## TASK REQUIREMENTS
Rewrite the lines of the material from the line with "Find the white porch" up to and including the line with "pixel 183 264", swapping "column" for "pillar" and leaving everything else unchanged.

══ RECORDS SHOWN ══

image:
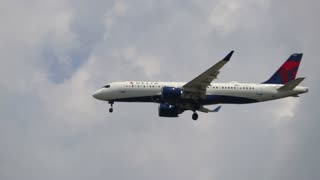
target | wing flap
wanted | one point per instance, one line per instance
(201, 82)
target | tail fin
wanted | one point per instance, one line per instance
(287, 72)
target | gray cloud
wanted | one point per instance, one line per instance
(55, 54)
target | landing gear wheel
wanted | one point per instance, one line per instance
(194, 116)
(111, 108)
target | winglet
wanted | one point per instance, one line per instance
(227, 58)
(292, 84)
(217, 109)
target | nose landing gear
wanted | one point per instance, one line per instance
(195, 116)
(111, 108)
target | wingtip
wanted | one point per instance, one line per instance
(227, 58)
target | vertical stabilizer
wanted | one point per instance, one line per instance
(287, 72)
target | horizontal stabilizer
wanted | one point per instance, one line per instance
(205, 110)
(292, 84)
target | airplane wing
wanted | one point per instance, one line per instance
(197, 87)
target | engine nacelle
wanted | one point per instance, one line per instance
(167, 110)
(171, 93)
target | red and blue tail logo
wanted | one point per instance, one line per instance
(287, 71)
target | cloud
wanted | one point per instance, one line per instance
(55, 54)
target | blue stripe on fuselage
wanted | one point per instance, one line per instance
(210, 99)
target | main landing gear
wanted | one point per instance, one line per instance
(195, 116)
(111, 108)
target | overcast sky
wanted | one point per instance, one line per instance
(55, 54)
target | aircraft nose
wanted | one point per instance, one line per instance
(97, 94)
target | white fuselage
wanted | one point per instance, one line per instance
(131, 91)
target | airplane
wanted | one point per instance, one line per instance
(176, 97)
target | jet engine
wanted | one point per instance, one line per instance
(167, 110)
(171, 93)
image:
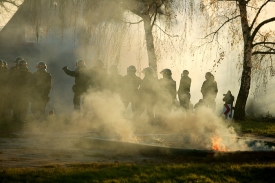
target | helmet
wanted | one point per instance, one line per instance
(166, 72)
(41, 65)
(17, 60)
(113, 69)
(131, 69)
(99, 63)
(22, 64)
(148, 70)
(80, 63)
(185, 72)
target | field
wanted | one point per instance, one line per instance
(99, 167)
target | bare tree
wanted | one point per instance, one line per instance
(258, 43)
(100, 14)
(8, 6)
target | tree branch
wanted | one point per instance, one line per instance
(264, 43)
(215, 32)
(133, 22)
(257, 15)
(263, 53)
(165, 32)
(260, 25)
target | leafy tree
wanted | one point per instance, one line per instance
(243, 20)
(98, 20)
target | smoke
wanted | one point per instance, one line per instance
(104, 115)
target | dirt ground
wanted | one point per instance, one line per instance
(44, 149)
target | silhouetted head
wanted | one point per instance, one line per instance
(185, 73)
(166, 72)
(5, 64)
(23, 64)
(80, 63)
(208, 75)
(17, 60)
(41, 66)
(148, 71)
(99, 64)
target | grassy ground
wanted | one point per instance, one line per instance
(243, 168)
(114, 172)
(264, 128)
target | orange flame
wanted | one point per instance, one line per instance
(217, 145)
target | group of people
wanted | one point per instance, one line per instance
(157, 96)
(19, 87)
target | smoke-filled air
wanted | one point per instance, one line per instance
(131, 71)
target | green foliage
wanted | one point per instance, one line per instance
(113, 172)
(259, 127)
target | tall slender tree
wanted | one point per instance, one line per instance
(245, 18)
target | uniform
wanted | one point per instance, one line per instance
(184, 91)
(209, 91)
(81, 83)
(167, 93)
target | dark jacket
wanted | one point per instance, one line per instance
(185, 84)
(40, 83)
(167, 89)
(82, 78)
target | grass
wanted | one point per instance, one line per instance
(116, 172)
(234, 168)
(263, 128)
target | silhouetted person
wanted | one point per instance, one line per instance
(184, 90)
(199, 104)
(114, 80)
(81, 76)
(209, 91)
(131, 84)
(40, 84)
(167, 92)
(228, 98)
(98, 77)
(148, 93)
(19, 85)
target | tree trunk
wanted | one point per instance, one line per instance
(150, 43)
(239, 113)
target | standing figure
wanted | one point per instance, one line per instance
(98, 77)
(19, 85)
(209, 91)
(166, 93)
(3, 88)
(81, 76)
(114, 80)
(229, 99)
(184, 90)
(148, 93)
(131, 84)
(40, 84)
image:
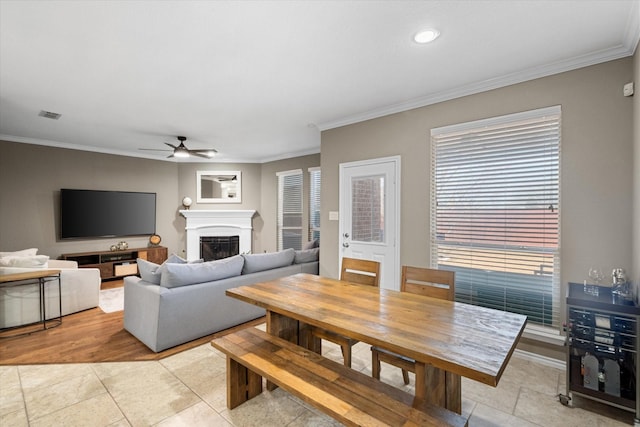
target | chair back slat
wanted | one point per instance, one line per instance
(428, 282)
(361, 271)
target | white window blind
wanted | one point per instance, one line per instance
(495, 212)
(290, 209)
(314, 203)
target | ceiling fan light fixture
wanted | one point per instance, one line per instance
(180, 153)
(426, 36)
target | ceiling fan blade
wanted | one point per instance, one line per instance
(204, 150)
(196, 153)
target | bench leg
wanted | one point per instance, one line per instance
(242, 384)
(283, 327)
(438, 387)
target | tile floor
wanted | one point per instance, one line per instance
(188, 389)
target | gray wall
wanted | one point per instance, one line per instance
(636, 170)
(31, 177)
(596, 164)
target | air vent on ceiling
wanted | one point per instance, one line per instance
(49, 115)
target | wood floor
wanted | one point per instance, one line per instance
(86, 337)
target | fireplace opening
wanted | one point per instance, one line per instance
(218, 247)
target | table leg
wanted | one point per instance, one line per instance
(283, 327)
(43, 308)
(438, 387)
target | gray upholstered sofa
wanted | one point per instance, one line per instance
(178, 302)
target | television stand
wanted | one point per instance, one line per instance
(117, 264)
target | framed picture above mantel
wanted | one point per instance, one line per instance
(219, 186)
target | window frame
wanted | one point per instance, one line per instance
(281, 228)
(468, 130)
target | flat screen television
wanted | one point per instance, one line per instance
(95, 213)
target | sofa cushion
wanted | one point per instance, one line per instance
(260, 262)
(175, 275)
(35, 261)
(307, 255)
(24, 252)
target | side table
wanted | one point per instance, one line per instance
(41, 278)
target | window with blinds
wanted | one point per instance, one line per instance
(495, 212)
(314, 203)
(290, 209)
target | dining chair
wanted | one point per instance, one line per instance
(362, 272)
(421, 281)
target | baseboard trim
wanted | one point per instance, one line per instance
(538, 358)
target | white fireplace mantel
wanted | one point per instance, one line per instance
(207, 223)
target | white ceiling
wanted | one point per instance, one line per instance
(259, 80)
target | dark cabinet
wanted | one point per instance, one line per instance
(602, 349)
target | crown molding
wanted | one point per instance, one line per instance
(621, 51)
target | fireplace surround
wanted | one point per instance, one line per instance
(214, 223)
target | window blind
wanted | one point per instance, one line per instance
(314, 203)
(495, 212)
(290, 209)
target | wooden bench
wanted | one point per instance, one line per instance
(349, 396)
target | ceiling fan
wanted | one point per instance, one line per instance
(182, 151)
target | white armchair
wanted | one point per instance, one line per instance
(19, 305)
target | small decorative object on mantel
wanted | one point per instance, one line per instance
(154, 240)
(186, 202)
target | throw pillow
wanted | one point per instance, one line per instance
(312, 244)
(24, 252)
(152, 272)
(176, 275)
(307, 255)
(35, 261)
(268, 261)
(149, 271)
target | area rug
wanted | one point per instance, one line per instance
(111, 300)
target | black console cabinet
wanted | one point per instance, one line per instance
(602, 349)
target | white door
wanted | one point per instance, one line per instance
(370, 213)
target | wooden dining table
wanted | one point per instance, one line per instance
(448, 340)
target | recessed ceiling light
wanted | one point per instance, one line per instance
(426, 36)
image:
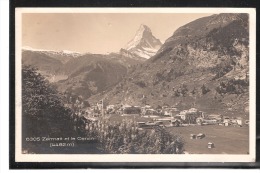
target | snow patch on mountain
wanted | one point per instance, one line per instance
(144, 44)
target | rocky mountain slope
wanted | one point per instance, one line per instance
(204, 64)
(144, 44)
(84, 75)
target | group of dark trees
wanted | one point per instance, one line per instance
(43, 111)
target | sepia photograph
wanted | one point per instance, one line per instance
(135, 85)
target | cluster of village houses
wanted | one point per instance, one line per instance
(162, 114)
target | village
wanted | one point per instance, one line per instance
(161, 116)
(208, 132)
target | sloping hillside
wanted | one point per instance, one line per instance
(204, 65)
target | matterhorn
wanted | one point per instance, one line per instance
(144, 44)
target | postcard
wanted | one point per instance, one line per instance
(135, 85)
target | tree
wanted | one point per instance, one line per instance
(43, 112)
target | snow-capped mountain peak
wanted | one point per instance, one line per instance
(62, 55)
(144, 44)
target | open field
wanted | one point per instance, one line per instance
(227, 140)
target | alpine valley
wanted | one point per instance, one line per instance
(204, 64)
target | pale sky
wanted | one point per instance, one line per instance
(95, 33)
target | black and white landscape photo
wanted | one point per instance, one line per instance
(135, 83)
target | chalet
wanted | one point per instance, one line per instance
(175, 122)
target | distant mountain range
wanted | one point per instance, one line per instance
(88, 74)
(204, 64)
(144, 44)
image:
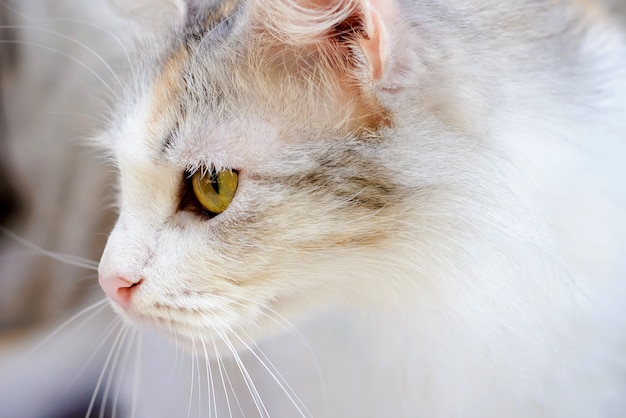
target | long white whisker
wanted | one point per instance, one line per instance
(103, 372)
(221, 368)
(120, 377)
(64, 258)
(192, 380)
(69, 38)
(277, 376)
(197, 358)
(210, 385)
(68, 56)
(76, 21)
(82, 115)
(138, 358)
(256, 397)
(99, 305)
(112, 371)
(107, 333)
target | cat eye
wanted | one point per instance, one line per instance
(213, 189)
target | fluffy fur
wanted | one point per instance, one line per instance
(432, 194)
(460, 212)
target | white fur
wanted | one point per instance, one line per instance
(495, 289)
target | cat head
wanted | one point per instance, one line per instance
(268, 165)
(279, 100)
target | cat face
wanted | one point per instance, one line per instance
(315, 200)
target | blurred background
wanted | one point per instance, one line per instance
(59, 65)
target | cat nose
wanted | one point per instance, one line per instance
(118, 289)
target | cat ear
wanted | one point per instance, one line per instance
(373, 38)
(339, 26)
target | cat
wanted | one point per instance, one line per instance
(430, 194)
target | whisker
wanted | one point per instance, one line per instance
(277, 376)
(102, 373)
(59, 52)
(100, 305)
(69, 38)
(112, 370)
(192, 380)
(82, 115)
(256, 397)
(210, 385)
(75, 21)
(120, 375)
(221, 368)
(107, 333)
(138, 358)
(64, 258)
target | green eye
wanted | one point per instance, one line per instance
(214, 189)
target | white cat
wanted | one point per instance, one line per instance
(444, 179)
(431, 194)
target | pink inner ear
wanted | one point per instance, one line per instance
(373, 45)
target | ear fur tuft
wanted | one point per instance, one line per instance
(331, 24)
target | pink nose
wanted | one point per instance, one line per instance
(118, 289)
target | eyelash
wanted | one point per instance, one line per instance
(208, 191)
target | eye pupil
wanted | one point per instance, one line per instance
(214, 190)
(213, 179)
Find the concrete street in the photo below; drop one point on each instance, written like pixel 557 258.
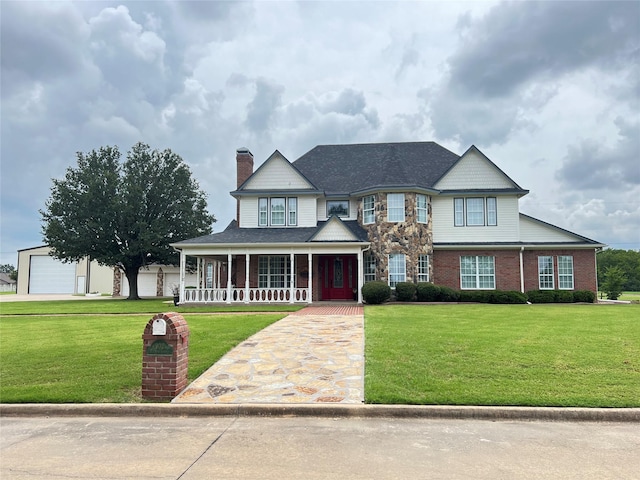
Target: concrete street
pixel 230 447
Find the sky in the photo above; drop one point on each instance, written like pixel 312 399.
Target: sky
pixel 549 91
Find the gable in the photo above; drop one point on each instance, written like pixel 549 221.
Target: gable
pixel 533 230
pixel 475 171
pixel 334 231
pixel 276 173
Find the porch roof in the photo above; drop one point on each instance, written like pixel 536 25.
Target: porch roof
pixel 234 235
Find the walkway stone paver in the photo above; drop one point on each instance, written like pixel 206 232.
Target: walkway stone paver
pixel 315 355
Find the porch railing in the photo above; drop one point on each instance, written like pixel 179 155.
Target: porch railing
pixel 239 295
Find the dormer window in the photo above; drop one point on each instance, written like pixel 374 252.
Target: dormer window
pixel 339 208
pixel 475 211
pixel 395 207
pixel 368 209
pixel 277 211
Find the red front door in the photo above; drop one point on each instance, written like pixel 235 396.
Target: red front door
pixel 338 274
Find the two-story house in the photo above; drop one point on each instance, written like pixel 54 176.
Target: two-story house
pixel 318 228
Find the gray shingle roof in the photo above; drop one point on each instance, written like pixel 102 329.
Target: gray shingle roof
pixel 234 235
pixel 342 169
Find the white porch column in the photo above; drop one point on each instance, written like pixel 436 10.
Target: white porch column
pixel 310 280
pixel 293 278
pixel 229 260
pixel 360 274
pixel 247 258
pixel 183 264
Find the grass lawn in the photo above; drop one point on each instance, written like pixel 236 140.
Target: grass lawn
pixel 538 355
pixel 98 358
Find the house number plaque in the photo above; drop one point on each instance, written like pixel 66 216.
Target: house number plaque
pixel 159 347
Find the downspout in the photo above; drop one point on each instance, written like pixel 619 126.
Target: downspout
pixel 521 270
pixel 361 272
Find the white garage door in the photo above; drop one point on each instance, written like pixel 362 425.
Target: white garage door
pixel 48 275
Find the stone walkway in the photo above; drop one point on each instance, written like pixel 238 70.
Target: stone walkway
pixel 315 355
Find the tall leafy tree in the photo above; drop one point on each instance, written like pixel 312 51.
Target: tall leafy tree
pixel 627 260
pixel 125 214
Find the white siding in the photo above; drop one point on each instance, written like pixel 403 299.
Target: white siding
pixel 322 209
pixel 248 212
pixel 474 171
pixel 276 174
pixel 507 229
pixel 306 211
pixel 334 231
pixel 532 231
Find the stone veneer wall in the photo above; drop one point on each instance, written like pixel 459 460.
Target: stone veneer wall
pixel 408 237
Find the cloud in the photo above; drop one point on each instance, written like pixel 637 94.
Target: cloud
pixel 493 84
pixel 594 165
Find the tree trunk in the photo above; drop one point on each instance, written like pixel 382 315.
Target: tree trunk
pixel 132 278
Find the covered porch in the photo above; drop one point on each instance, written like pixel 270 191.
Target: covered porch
pixel 263 274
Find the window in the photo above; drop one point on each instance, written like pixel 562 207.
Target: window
pixel 208 282
pixel 262 211
pixel 368 209
pixel 421 208
pixel 395 207
pixel 458 212
pixel 565 272
pixel 475 211
pixel 423 268
pixel 477 272
pixel 277 211
pixel 292 209
pixel 338 207
pixel 397 269
pixel 369 268
pixel 274 272
pixel 492 211
pixel 545 273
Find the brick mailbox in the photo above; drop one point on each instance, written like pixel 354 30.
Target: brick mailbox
pixel 165 356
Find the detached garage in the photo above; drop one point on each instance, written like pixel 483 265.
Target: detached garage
pixel 40 273
pixel 49 275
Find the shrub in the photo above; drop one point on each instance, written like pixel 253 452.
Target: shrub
pixel 564 296
pixel 508 297
pixel 376 292
pixel 493 296
pixel 405 292
pixel 541 296
pixel 584 296
pixel 448 295
pixel 427 292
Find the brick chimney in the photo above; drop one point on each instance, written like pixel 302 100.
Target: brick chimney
pixel 244 165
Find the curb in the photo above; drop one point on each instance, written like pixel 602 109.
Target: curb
pixel 557 414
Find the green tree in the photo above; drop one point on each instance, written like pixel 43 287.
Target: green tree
pixel 9 270
pixel 627 260
pixel 614 281
pixel 125 215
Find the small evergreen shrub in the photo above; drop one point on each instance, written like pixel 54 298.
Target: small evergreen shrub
pixel 584 296
pixel 376 292
pixel 564 296
pixel 448 295
pixel 541 296
pixel 405 291
pixel 508 297
pixel 427 292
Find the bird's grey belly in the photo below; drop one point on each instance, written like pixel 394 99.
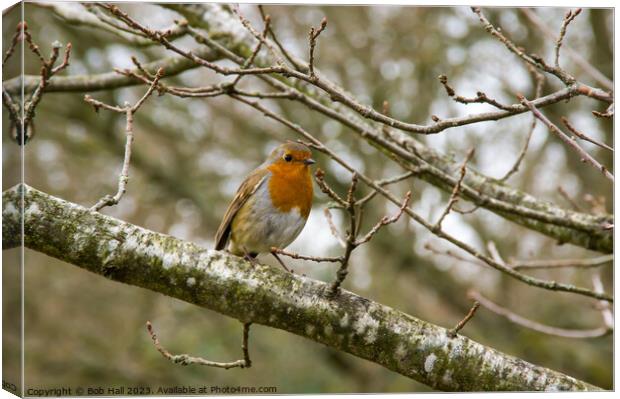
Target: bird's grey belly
pixel 270 227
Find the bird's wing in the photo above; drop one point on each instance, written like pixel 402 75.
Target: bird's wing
pixel 246 189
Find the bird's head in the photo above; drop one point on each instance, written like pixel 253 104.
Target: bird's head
pixel 291 155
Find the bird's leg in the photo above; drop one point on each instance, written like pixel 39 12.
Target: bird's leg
pixel 250 257
pixel 275 255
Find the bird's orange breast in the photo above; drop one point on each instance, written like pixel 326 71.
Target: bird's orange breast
pixel 290 186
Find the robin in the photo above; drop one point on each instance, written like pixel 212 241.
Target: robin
pixel 271 206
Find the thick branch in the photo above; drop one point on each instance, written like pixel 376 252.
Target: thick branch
pixel 265 295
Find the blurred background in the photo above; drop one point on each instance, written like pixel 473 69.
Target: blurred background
pixel 190 155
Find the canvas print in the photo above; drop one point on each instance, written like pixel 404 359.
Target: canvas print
pixel 213 198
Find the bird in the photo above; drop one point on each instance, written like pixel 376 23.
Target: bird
pixel 271 206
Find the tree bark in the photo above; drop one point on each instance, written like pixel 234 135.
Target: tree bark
pixel 265 295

═══

## THE REPLY
Find the white porch pillar in the photo above; drop one point on each instance, written like pixel 436 10.
Target: white porch pillar
pixel 310 280
pixel 293 278
pixel 229 260
pixel 360 274
pixel 247 258
pixel 183 264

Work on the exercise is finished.